ARBEITSANWEISUNG 1: Übertrage sämtliche Zeilen der unten folgenden Auflistung vollständig und ohne jede Änderung.

DOKUMENTAUSSCHNITT:
# # # # #
Die Saison 1970 wurde ein Lehrjahr. Das Tyrrell-Team trat nach der Trennung von Matra mit gekauften Chassis von March an. Denn das Team, das im Vorjahr neben der Konstrukteurswertung mit Jackie Stewart auch den Fahrer-Titel gewann, wollte weiter Motoren von Cosworth einsetzen. Geldgeber und Chassis-Lieferant Matra sah dagegen den Einsatz des neuen eigenen V12 vor. Es kam im Winter 1969/70 zum Bruch und Ken Tyrrell orderte als Weltmeister seine Fahrzeuge für die Saison 1970 bei March. Doch mit dem March 701 konnte selbst Weltmeister Stewart nur ein Rennen gewinnen. Dafür widmete sich Stewart der „Ausbildung“ des Nachwuchspiloten und half Cevert von Anfang an mit Tipps und Tricks. Darüber entwickelte sich zwischen den Teamkollegen bald eine enge Freundschaft.

Auch 1971 ging François Cevert für Tyrrell in der Formel 1 an den Start. Der Pilot aus Paris rechtfertigte das Vertrauen, siegte beim Großen Preis der USA in Watkins Glen erstmals auch in der Königsklasse des Motorsports. Zudem fuhr Cevert bis zum Jahresende auf den dritten Platz der Weltmeisterschaftswertung vor. Ein jähr später lief es weniger gut. Denn Tyrrell, wo seit 1971 eigene Chassis zum Einsatz kamen, fiel hinter Lotus zurück. Der sechste Platz in der WM-Wertung 1972 führte bei Cevert zu Selbstzweifeln. Sie verflogen erst, als Cevert 1973 regelmäßig aufs Podest fuhr. Alle wussten, dass die Saison 1973 die letzte als Juniorpartner Jackie Stewarts sein würde. Denn der Schotte informierte sein Team und seinen Teamkollegen schon früh über den am Saisonende geplanten Rücktritt am Saisonende.
# # # # #
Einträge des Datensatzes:
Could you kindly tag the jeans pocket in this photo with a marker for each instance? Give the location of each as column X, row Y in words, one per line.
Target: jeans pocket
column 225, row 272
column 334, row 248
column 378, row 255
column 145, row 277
# # # # #
ARBEITSANWEISUNG 2: Gib den Dokumentausschnitt über François Cevert oben vollständig Wort für Wort wieder.

VOLLSTÄNDIGE AUSGABE 1:
Could you kindly tag the jeans pocket in this photo with a marker for each instance? Give the location of each as column X, row Y in words, one per line.
Target: jeans pocket
column 225, row 272
column 334, row 248
column 378, row 255
column 145, row 277

VOLLSTÄNDIGE AUSGABE 2:
Die Saison 1970 wurde ein Lehrjahr. Das Tyrrell-Team trat nach der Trennung von Matra mit gekauften Chassis von March an. Denn das Team, das im Vorjahr neben der Konstrukteurswertung mit Jackie Stewart auch den Fahrer-Titel gewann, wollte weiter Motoren von Cosworth einsetzen. Geldgeber und Chassis-Lieferant Matra sah dagegen den Einsatz des neuen eigenen V12 vor. Es kam im Winter 1969/70 zum Bruch und Ken Tyrrell orderte als Weltmeister seine Fahrzeuge für die Saison 1970 bei March. Doch mit dem March 701 konnte selbst Weltmeister Stewart nur ein Rennen gewinnen. Dafür widmete sich Stewart der „Ausbildung“ des Nachwuchspiloten und half Cevert von Anfang an mit Tipps und Tricks. Darüber entwickelte sich zwischen den Teamkollegen bald eine enge Freundschaft.

Auch 1971 ging François Cevert für Tyrrell in der Formel 1 an den Start. Der Pilot aus Paris rechtfertigte das Vertrauen, siegte beim Großen Preis der USA in Watkins Glen erstmals auch in der Königsklasse des Motorsports. Zudem fuhr Cevert bis zum Jahresende auf den dritten Platz der Weltmeisterschaftswertung vor. Ein jähr später lief es weniger gut. Denn Tyrrell, wo seit 1971 eigene Chassis zum Einsatz kamen, fiel hinter Lotus zurück. Der sechste Platz in der WM-Wertung 1972 führte bei Cevert zu Selbstzweifeln. Sie verflogen erst, als Cevert 1973 regelmäßig aufs Podest fuhr. Alle wussten, dass die Saison 1973 die letzte als Juniorpartner Jackie Stewarts sein würde. Denn der Schotte informierte sein Team und seinen Teamkollegen schon früh über den am Saisonende geplanten Rücktritt am Saisonende.